_Referring expression data_:
= Beginning of Section =

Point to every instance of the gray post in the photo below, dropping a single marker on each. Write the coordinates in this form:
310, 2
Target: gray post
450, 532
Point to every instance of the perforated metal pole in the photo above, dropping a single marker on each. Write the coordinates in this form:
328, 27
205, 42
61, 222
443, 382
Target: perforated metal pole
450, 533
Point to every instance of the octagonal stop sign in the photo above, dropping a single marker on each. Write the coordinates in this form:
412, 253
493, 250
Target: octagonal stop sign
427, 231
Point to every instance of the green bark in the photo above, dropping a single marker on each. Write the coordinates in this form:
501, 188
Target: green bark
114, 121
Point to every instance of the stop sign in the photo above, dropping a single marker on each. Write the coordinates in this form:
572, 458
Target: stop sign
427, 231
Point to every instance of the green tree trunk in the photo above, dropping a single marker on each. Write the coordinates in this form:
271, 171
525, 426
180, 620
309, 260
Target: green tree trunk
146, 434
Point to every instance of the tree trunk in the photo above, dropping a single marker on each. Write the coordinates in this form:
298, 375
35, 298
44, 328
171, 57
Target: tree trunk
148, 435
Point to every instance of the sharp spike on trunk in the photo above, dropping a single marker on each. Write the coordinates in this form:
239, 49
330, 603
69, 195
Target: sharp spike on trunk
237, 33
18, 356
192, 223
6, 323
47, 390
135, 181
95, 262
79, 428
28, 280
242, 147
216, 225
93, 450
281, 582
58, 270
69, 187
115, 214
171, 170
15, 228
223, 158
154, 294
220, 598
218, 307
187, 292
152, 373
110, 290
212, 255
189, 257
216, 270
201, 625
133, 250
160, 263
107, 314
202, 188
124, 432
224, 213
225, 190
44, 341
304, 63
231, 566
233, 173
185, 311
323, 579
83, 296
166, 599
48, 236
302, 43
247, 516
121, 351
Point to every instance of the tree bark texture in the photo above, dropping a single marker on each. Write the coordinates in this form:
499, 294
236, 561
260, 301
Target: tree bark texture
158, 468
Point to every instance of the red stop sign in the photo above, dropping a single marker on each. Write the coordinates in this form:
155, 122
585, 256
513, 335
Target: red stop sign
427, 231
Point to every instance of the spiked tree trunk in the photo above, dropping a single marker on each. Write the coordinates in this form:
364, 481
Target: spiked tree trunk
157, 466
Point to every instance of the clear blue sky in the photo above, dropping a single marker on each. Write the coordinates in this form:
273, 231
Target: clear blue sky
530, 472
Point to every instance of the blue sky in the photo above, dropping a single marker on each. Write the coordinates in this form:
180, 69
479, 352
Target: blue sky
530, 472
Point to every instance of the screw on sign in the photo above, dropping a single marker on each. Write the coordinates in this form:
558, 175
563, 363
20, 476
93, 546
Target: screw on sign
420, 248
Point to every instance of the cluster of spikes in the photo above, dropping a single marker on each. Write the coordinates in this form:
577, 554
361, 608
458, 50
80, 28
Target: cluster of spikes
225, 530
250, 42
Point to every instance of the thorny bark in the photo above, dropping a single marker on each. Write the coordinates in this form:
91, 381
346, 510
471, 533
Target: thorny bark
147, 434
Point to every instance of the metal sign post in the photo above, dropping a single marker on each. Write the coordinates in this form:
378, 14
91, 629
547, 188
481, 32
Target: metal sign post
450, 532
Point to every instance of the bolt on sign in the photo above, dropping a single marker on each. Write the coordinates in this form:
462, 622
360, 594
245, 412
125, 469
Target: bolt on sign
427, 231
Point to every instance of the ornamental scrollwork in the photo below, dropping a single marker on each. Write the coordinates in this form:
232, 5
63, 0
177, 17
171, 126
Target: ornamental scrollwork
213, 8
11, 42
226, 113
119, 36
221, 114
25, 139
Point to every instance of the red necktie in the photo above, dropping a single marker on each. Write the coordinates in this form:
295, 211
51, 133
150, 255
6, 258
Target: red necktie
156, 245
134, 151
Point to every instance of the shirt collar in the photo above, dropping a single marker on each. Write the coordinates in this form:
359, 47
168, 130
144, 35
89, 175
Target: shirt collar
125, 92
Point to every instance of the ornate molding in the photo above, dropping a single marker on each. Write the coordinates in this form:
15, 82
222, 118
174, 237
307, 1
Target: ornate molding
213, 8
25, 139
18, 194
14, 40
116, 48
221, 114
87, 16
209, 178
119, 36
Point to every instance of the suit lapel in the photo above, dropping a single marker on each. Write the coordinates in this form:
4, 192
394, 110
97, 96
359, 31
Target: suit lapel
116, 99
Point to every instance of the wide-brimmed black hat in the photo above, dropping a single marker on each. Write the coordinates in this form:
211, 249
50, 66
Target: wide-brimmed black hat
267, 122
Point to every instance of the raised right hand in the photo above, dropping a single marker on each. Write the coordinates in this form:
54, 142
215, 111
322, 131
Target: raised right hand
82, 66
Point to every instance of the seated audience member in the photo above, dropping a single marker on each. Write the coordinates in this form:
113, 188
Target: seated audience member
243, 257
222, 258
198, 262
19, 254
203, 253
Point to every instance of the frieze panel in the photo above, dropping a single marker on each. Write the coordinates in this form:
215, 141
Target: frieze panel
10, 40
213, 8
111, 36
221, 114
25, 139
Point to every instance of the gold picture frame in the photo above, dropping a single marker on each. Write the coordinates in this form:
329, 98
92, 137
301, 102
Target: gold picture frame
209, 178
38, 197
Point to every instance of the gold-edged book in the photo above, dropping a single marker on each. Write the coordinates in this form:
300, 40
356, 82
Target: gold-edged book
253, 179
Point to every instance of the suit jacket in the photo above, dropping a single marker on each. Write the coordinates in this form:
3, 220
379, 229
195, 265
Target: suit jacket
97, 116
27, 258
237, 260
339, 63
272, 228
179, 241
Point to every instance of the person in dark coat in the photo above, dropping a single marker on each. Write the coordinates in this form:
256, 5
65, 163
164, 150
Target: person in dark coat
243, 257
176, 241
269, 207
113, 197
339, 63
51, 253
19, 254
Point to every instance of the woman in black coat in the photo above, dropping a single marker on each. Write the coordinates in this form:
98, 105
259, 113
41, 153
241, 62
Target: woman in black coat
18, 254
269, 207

= End of Section =
= Beginning of Section =

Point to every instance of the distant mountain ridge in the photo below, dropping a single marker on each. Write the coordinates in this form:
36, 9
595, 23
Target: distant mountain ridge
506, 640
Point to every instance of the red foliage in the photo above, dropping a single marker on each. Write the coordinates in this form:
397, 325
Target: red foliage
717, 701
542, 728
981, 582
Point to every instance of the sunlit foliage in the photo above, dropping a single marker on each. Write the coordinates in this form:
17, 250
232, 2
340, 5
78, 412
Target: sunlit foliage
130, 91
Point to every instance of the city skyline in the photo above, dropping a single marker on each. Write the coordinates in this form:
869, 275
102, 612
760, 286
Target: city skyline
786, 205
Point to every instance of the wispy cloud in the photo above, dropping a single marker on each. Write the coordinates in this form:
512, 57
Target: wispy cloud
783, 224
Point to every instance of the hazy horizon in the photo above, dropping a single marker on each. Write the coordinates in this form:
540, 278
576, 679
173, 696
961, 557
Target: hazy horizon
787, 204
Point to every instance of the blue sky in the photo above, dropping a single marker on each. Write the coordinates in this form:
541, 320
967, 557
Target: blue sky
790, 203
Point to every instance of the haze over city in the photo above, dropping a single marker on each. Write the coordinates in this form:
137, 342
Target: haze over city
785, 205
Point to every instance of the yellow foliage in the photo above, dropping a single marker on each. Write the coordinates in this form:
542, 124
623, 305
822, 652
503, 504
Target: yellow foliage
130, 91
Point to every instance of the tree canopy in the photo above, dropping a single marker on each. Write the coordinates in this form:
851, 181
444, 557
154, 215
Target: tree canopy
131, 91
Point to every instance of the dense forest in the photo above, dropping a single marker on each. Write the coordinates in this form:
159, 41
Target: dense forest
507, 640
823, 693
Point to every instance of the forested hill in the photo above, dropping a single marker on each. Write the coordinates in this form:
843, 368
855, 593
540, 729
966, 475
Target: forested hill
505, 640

= End of Section =
= Beginning of Section =

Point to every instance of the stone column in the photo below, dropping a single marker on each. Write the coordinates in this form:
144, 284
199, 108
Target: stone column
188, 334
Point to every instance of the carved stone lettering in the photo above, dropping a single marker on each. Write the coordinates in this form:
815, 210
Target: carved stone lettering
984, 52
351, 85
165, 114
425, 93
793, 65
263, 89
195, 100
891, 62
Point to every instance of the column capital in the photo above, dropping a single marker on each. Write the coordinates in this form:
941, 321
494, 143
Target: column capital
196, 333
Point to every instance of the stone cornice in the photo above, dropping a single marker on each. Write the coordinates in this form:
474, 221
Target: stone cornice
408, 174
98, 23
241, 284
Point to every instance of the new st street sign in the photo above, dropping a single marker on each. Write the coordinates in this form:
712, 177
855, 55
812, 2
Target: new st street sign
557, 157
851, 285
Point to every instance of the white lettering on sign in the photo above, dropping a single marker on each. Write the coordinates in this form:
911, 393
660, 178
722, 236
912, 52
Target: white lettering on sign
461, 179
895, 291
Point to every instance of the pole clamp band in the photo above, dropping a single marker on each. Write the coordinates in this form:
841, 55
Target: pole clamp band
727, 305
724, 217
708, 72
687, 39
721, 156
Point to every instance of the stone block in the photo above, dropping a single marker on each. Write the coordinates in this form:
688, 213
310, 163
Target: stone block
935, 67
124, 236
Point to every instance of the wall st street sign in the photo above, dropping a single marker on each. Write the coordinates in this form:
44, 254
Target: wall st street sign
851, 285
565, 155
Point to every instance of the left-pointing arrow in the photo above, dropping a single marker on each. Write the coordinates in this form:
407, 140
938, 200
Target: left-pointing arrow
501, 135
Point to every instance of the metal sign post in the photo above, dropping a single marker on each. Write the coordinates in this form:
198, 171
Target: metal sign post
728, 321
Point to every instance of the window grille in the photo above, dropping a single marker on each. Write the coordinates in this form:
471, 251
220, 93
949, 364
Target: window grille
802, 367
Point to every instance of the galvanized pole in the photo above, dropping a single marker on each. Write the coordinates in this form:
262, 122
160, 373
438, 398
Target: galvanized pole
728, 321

= End of Section =

_TASK REQUIREMENTS_:
Transcribe the records above exactly, beginning at the line that contains "Point to every instance of the red foliage" and ending with the line that contains "Point to every instance of the sunlit", both included, and nothing else.

_ANSWER BOX_:
Point to every instance of the red foliage in the photo above, dropping a single marker on each. Write the coordinates in this form:
397, 325
Target: red foliage
717, 701
542, 728
981, 582
Point to every instance of the sunlit foliage in the photo above, dropping a single marker on each. Write the coordinates in this form:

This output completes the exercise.